(Written task) In the trees normalization lab below, what name is given to the foreign key constraint added on domain_id?

(Text to read)
Postgresql database normalization lab on trees dataset

Normalization lab on trees

Normalization - The solution

Start

  1. Restore the treesdb_v02.01.sql.backup file into a newly created and empty treesdb_v03 database.
  2. connect to the treesdb_v03 database on local either via
    • via psql: psql -U postgres -d treesdb_v03 (Win) or psql -d treesdb_v03 (Mac)
    • or in pgAdmin

Goal

The goal of this exercise is to transform the flat, one table, treesdb database into a fully normalized database by applying 1NF, 2NF and 3NF forms.

Here is the solution we will implement

column table
id trees
id_location trees
idbase trees
remarkable trees
anomaly trees
column table
height trees
circumference trees
diameter trees
column table
domain tree_domain
stage tree_stage

Each column related to taxonomy will have its own table but the link between the trees and the taxonomy table will be kept in an intermediate table to keep the relation between the different taxonomy elements

CREATE TABLE taxonomy (
    id SERIAL PRIMARY KEY,
    name_id INTEGER REFERENCES tree_name(id),
    species_id INTEGER REFERENCES tree_species(id),
    variety_id INTEGER REFERENCES tree_varieties(id)
    ...
);
column table
address location
suppl_address location
arrondissement location
geolocation location

Let’s start with the easy ones : domain and stage

domain

Create the table tree_domains

create table tree_domains(
    id serial primary key,
    domain varchar
);

Fill in data from trees into tree_domains

insert into tree_domains (domain)
select distinct domain from trees t
where t.domain is not null
order by t.domain asc
;

Add foreign key column in trees

ALTER TABLE trees ADD COLUMN domain_id INTEGER;

Update tree_domains with the ddomain values from trees

UPDATE trees t
SET domain_id = td.id
FROM tree_domains td
WHERE (t.domain = td.domain );

Transform domain_id as a foreign key in the trees table

ALTER TABLE trees
ADD CONSTRAINT fk_tree_domain
FOREIGN KEY (domain_id)
REFERENCES tree_domains(id);

Check that everything is as expected. This query should return 0 rows

select t.*
from trees t
join tree_domains td on td.id = t.domain_id
where t.domain != td.domain;

Drop domain column in trees

alter table trees drop column domain;

Now, how do we now get the domain for a given tree ?

(Record list)
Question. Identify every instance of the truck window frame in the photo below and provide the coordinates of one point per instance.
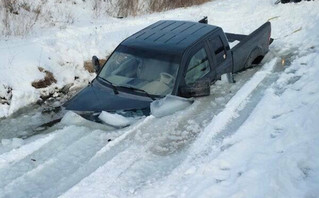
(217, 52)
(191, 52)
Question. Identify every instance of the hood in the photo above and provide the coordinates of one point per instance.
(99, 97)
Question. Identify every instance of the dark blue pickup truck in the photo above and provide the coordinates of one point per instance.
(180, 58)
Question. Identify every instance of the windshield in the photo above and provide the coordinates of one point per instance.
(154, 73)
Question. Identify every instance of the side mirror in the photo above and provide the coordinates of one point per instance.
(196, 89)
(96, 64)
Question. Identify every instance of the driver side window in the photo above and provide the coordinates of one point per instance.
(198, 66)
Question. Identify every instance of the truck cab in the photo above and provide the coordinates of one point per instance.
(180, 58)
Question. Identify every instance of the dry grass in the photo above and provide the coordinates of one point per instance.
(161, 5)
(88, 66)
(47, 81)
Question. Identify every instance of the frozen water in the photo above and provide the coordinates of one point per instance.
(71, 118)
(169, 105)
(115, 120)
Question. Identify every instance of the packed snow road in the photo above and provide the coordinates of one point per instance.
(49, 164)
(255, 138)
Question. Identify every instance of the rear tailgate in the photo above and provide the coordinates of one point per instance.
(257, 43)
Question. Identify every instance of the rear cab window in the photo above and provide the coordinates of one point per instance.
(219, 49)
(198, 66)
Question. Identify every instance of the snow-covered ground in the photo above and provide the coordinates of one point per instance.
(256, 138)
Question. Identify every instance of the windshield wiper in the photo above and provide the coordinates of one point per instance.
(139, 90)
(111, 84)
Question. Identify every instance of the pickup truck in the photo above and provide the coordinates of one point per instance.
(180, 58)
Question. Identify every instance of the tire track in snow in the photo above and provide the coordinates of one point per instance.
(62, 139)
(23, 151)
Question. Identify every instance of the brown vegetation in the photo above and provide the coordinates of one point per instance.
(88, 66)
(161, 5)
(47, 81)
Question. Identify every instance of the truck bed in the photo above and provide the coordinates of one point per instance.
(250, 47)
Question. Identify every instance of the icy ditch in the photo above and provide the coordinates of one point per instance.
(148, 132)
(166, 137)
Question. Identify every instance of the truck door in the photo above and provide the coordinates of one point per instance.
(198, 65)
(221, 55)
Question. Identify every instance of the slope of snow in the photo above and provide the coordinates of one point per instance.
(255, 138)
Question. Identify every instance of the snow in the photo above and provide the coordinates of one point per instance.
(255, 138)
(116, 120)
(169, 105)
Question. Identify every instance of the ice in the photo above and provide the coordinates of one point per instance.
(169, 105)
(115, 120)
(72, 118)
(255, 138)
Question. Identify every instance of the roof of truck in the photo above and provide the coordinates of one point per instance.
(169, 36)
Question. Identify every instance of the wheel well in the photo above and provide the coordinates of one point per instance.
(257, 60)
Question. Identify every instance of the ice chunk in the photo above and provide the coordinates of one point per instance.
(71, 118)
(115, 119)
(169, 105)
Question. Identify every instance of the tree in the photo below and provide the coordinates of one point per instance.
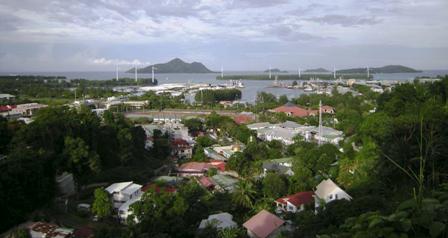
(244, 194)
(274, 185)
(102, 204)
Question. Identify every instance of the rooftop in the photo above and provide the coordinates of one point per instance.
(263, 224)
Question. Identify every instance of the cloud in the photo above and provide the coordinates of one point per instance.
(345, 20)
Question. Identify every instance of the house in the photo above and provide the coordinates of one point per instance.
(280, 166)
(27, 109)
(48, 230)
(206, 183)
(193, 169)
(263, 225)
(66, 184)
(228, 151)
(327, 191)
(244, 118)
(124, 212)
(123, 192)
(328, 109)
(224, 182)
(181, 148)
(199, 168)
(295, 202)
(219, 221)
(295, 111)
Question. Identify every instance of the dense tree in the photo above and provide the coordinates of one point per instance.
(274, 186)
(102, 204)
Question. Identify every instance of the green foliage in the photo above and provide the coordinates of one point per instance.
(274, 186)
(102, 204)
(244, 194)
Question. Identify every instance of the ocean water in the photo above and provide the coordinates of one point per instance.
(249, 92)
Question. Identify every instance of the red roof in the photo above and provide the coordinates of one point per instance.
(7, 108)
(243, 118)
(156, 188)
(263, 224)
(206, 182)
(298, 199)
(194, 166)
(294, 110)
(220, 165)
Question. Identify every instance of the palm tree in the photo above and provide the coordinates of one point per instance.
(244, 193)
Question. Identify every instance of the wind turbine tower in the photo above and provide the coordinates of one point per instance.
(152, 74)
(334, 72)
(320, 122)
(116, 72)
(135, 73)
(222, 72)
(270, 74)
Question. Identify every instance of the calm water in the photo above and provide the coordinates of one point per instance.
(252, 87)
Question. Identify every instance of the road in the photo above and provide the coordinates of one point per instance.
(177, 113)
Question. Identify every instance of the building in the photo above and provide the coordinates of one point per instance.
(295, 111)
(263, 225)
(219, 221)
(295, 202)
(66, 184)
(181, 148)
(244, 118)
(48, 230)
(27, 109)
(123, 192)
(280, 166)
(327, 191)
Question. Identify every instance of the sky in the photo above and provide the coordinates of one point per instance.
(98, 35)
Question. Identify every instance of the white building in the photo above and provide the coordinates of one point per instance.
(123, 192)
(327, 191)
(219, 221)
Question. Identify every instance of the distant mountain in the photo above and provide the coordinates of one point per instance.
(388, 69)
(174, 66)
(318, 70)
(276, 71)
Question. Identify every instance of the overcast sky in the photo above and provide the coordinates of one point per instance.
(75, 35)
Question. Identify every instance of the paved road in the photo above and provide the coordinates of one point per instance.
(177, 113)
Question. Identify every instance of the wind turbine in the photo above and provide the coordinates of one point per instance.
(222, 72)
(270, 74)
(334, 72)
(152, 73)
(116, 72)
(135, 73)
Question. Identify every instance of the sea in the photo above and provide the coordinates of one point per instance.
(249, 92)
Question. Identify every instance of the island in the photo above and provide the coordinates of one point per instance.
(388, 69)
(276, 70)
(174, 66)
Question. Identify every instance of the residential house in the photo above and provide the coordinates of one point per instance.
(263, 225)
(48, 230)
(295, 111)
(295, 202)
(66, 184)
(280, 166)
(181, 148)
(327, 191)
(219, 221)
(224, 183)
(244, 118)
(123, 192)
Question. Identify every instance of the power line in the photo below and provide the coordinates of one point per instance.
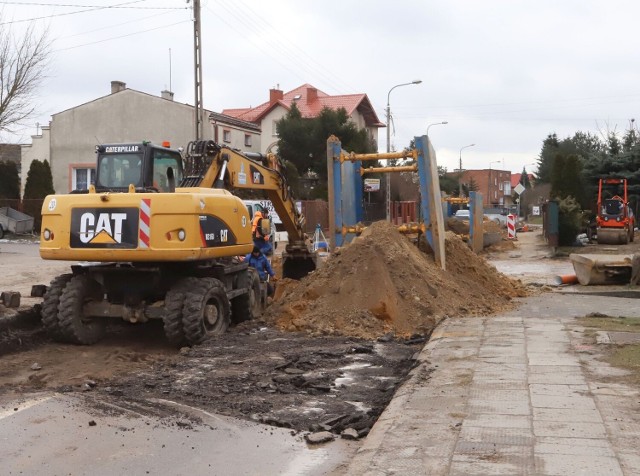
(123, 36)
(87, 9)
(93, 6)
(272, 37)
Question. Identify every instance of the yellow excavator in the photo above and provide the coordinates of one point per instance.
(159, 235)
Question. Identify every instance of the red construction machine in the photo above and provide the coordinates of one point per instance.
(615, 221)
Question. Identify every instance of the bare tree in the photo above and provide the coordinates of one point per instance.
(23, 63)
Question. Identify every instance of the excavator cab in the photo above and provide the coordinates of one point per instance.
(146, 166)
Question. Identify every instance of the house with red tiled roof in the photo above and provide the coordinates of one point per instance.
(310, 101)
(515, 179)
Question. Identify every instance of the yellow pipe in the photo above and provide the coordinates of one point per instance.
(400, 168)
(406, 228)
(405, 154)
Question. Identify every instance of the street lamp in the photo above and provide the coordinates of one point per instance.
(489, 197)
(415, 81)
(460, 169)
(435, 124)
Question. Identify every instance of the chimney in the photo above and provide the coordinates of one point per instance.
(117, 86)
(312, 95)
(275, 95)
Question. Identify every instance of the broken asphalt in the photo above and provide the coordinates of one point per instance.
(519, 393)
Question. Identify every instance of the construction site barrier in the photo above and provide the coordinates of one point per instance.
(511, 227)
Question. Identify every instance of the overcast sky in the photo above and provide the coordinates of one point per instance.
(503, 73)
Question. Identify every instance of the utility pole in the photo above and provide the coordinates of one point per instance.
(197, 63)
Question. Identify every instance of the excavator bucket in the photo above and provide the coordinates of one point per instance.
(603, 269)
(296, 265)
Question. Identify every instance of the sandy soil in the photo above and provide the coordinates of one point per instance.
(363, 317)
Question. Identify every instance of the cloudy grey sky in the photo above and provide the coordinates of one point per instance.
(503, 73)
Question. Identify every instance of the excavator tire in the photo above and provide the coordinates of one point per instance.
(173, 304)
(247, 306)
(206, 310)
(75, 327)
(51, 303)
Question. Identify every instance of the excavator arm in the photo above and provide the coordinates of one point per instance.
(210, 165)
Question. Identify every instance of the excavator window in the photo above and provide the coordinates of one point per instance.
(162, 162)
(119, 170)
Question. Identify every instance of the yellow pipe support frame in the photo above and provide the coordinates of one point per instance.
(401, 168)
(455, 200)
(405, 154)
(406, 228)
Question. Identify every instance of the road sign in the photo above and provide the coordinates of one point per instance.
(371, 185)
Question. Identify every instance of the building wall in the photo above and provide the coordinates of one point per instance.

(Answer to this problem) fk_tree_domain